Record extracts:
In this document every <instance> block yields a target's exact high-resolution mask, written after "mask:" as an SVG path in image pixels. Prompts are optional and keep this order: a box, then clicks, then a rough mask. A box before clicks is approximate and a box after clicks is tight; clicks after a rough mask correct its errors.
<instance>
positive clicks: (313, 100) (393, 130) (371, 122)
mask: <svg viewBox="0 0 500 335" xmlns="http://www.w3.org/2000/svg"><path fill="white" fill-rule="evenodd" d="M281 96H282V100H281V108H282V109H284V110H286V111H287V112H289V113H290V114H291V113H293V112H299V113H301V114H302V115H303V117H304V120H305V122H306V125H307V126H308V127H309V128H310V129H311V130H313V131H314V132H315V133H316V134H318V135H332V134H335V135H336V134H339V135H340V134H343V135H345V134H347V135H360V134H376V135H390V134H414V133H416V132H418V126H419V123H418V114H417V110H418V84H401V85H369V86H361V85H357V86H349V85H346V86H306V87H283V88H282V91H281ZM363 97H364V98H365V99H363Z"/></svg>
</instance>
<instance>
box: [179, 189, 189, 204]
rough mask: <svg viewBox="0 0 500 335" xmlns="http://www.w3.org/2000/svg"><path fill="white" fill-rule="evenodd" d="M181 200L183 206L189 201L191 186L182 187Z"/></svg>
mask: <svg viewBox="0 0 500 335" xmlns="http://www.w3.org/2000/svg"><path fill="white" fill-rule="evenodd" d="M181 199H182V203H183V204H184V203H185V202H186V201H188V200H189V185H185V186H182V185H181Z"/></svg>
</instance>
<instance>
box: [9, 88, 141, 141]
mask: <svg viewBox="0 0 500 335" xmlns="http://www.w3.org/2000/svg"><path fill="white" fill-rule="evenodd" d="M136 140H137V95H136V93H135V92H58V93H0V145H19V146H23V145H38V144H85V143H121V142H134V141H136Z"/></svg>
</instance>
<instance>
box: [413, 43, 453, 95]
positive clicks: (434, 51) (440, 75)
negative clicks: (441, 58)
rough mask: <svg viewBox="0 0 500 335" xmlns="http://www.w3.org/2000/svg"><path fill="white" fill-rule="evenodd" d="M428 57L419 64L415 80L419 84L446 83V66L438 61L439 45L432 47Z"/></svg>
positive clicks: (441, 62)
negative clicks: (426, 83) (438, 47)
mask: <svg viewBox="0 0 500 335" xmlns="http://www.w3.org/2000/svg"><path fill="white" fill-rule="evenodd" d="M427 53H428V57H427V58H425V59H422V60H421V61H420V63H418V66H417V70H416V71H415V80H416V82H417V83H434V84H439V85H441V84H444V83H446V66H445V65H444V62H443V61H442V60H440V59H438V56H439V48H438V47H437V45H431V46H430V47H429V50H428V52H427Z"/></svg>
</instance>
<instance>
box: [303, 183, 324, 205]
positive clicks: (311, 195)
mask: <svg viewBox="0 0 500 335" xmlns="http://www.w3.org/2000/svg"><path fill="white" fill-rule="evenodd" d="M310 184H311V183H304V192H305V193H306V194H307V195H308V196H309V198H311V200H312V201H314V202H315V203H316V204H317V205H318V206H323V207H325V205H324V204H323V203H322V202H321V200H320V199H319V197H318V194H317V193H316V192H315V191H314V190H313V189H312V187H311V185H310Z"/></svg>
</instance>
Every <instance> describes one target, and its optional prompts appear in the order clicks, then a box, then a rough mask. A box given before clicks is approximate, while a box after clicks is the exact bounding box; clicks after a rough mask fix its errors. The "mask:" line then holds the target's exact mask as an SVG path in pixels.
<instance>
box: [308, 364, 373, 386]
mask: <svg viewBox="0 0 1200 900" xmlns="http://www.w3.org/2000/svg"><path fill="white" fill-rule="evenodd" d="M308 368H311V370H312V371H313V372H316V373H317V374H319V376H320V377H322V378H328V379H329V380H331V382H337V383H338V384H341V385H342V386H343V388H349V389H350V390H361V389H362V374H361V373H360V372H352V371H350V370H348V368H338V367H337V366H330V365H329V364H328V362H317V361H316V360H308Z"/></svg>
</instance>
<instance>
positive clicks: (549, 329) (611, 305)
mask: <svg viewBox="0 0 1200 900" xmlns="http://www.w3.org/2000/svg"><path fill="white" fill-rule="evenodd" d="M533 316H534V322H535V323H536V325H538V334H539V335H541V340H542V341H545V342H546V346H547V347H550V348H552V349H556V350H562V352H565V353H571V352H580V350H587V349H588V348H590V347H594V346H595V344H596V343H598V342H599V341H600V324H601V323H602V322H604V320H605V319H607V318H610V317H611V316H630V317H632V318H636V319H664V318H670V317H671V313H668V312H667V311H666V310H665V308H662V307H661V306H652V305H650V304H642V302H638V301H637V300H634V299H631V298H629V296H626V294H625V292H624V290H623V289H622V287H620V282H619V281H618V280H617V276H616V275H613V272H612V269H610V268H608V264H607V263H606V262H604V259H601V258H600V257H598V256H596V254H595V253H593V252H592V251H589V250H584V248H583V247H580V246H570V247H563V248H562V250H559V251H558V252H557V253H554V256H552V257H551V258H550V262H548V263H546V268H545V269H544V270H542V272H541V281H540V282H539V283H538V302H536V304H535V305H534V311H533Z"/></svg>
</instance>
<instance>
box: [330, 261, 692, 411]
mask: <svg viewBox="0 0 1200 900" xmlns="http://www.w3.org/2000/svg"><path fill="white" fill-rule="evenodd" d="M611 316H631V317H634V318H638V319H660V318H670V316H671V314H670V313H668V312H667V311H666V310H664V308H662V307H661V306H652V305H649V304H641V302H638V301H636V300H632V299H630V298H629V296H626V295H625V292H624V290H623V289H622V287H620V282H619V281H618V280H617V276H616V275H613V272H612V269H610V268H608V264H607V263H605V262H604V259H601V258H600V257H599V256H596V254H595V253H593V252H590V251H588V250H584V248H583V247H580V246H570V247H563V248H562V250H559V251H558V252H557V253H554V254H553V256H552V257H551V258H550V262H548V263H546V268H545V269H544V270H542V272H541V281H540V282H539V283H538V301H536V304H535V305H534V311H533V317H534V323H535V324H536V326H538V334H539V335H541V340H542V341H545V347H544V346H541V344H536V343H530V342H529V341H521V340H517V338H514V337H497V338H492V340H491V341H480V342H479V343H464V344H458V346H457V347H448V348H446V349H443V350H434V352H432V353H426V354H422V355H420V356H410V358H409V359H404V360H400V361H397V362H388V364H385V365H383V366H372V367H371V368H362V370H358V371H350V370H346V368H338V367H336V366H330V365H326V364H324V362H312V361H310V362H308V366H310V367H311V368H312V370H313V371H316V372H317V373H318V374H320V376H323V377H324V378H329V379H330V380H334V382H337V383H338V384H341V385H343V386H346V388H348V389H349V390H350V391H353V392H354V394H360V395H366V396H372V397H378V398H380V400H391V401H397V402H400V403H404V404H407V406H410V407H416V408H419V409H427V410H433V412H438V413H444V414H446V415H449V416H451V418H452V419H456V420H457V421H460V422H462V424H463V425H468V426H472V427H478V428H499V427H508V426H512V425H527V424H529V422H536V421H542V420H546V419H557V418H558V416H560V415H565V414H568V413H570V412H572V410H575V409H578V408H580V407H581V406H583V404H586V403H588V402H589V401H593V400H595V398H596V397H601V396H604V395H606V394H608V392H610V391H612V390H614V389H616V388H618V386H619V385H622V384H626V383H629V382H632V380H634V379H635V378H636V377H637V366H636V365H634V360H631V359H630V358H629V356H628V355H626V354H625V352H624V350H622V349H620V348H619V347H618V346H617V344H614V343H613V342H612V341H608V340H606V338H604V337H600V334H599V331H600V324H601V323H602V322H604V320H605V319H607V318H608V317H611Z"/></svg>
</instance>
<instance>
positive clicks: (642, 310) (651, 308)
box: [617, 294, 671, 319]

What to work on: Could you copy exactly the lines from the first line of the records above through the line containing "box: [413, 43, 453, 95]", both included, and nothing else?

Result:
In this document every <instance> block yields a target's exact high-resolution mask, written after "mask:" as an SVG path in image pixels. Prompts are optional and keep this order: a box, then clicks, then a rough mask. A box before clicks is approximate and a box after clicks is tight; clicks after a rough mask correct its errors.
<instance>
positive clicks: (313, 100) (393, 130) (371, 122)
mask: <svg viewBox="0 0 500 335" xmlns="http://www.w3.org/2000/svg"><path fill="white" fill-rule="evenodd" d="M281 96H282V100H281V108H282V109H284V110H286V111H287V112H289V113H290V114H291V113H293V112H299V113H301V114H302V115H303V117H304V120H305V122H306V125H307V126H308V127H309V128H310V129H311V130H313V131H314V132H315V133H316V134H318V135H332V134H335V135H336V134H339V135H340V134H343V135H345V134H347V135H360V134H376V135H390V134H414V133H416V132H418V126H419V123H418V114H417V110H418V84H401V85H369V86H361V85H357V86H349V85H346V86H306V87H283V88H282V91H281ZM363 97H364V98H365V99H363Z"/></svg>
</instance>
<instance>
box: [179, 189, 189, 204]
rough mask: <svg viewBox="0 0 500 335" xmlns="http://www.w3.org/2000/svg"><path fill="white" fill-rule="evenodd" d="M181 200L183 206L189 201L191 186L182 187Z"/></svg>
mask: <svg viewBox="0 0 500 335" xmlns="http://www.w3.org/2000/svg"><path fill="white" fill-rule="evenodd" d="M181 199H182V203H183V204H184V203H185V202H186V201H188V200H189V185H185V186H182V185H181Z"/></svg>
</instance>
<instance>
box: [9, 88, 141, 141]
mask: <svg viewBox="0 0 500 335" xmlns="http://www.w3.org/2000/svg"><path fill="white" fill-rule="evenodd" d="M136 140H137V95H136V93H135V92H58V93H0V145H19V146H23V145H38V144H85V143H121V142H134V141H136Z"/></svg>
</instance>
<instance>
box: [413, 43, 453, 95]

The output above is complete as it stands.